--- BEGIN DOCUMENT EXCERPT ---

Q4 2013 Earnings Call

October 29, 2013 8:30 am ET

Executives

Bill Murray - Head of Investor Relations and Managing Director of Communications & Public Affairs

Fredric J. Tomczyk - Chief Executive Officer, President, Director and Member of Non-Td Directors Committee

William J. Gerber - Chief Financial Officer, Principal Accounting Officer and Executive Vice President

Analysts

Richard H. Repetto - Sandler O'Neill + Partners, L.P., Research Division

Michael Carrier - BofA Merrill Lynch, Research Division

Patrick J. O'Shaughnessy - Raymond James & Associates, Inc., Research Division

Howard Chen - Crédit Suisse AG, Research Division

Christopher J. Allen - Evercore Partners Inc., Research Division

Christopher Harris - Wells Fargo Securities, LLC, Research Division

Neil Stratton

Kenneth Hill - Barclays Capital, Research Division

Joel Jeffrey - Keefe, Bruyette, & Woods, Inc., Research Division

Christopher Shutler - William Blair & Company L.L.C., Research Division

Gaston F. Ceron - Morningstar Inc., Research Division

Presentation

Operator

Good day, everyone, and welcome to the TD Ameritrade Holding Corporation's September Quarter Earnings Results Conference Call. This call is being recorded. With us today from the company is President and Chief Executive Officer, Fred Tomczyk; and Chief Financial Officer, Bill Gerber.

At this time, I'd like to turn the call over to Bill Murray, Managing Director of Investor Relations. Please go ahead, sir.

Bill Murray

Thank you, operator, and good morning, everyone, and welcome to our September earnings call.

On this call, we will be covering the September quarter and full year 2013 results, as well as our guidance for 2014.

Please refer to our press release and September quarter earnings presentation, which can be found on amtd.com.

Our Safe Harbor statement and reconciliation of certain non-GAAP financial measures to the most comparable GAAP financial measures are included in the slide presentation, and descriptions of risk factors are included in our most recent financial reports Forms 10-Q and 10-K.

As usual, this call is intended for investors and analysts and may not be reproduced in the media, in whole or in part, without prior consent of TD Ameritrade. [Operator Instructions]

With that, we have Fred and Bill here to review the September quarter and full year results. Fred?

Fredric J. Tomczyk

Thank you, Bill, and good morning, everyone, and thanks for joining us today to discuss our September quarter and 2013 fiscal year-end results.

2013 was another strong year for TD Ameritrade. Once again, we delivered a strong performance in the face of an ongoing difficult environment. Uncertainty still exists, primarily due to ongoing political gridlock, which, while good for trading, has kept the average retail investor largely on the sidelines. And yet, our growth continues, giving us good momentum as we start 2014.

Let's take a look at how we ended the year with the fourth quarter's key highlights on Slide 3. Average client trades per day were 382,000, an activity rate of 6.4%. Net new client assets of $10 billion, an 8% annualized growth rate. Record total client assets of $556 billion were up 18% year-over-year. The record interest sensitive assets of $96 billion were up 16% year-over-year and net revenues of $709 million, up 10% year-over-year. And diluted earnings per share were $0.36, up 38% year-over-year, inclusive of the $0.06 gain from our investment in Knight Capital Group that we told you about last quarter.

--- END DOCUMENT EXCERPT ---
--- BEGIN ROWS ---

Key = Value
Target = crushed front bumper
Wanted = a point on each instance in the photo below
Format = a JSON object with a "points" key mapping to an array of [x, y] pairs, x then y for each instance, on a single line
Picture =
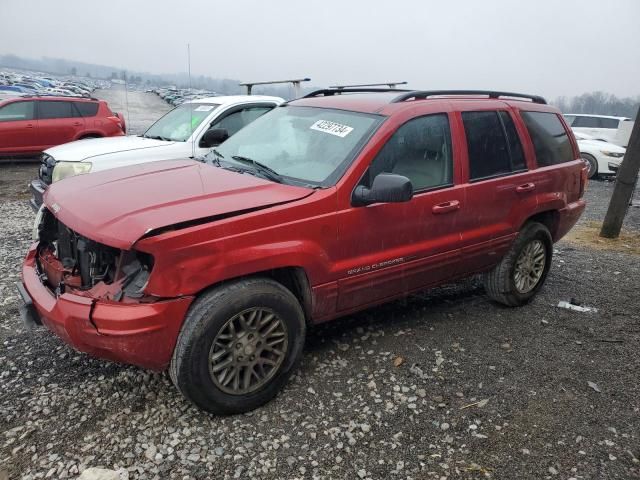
{"points": [[142, 334]]}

--- END ROWS ---

▸ TASK SET
1. What were net revenues for the fourth quarter, according to the earnings call transcript?
2. In the earnings call transcript, reproduce the passage from "Thank you, operator, and" up to and including "found on amtd.com.", substituting "news release" for "press release".
3. Pick up the earnings call transcript after its final sentence and carry it forward.

▸ ANSWERS PER TASK
1. $709 million, up 10% year-over-year.

2.
Thank you, operator, and good morning, everyone, and welcome to our September earnings call.

On this call, we will be covering the September quarter and full year 2013 results, as well as our guidance for 2014.

Please refer to our news release and September quarter earnings presentation, which can be found on amtd.com.

3.
Let's now turn to Slide 4 for a look at what those results meant for our fiscal year. Once again, we delivered another strong organic growth year. Trades per day were 374,000, an activity rate of 6.3%. And 2013 was our fifth consecutive year of double-digit asset gathering, with net record net new client assets of $50 billion, a 10% annualized growth rate.

Total client assets ended the year at $556 billion, up 18% year-over-year. And we ended the year with record interest sensitive assets of $96 billion, up 16% over 2012. Each of these contributed to the highest net revenues we earned in our history of $2.8 billion, an increase of 5% year-over-year. And operating expenses were, again, flat year-over-year, something that we're quite proud of.

We have now held expenses at the same level in each of the last 3 years, while continuing to invest in the business and deliver record organic growth. This leaves us with diluted earnings per share of $1.22, up 15% year-over-year.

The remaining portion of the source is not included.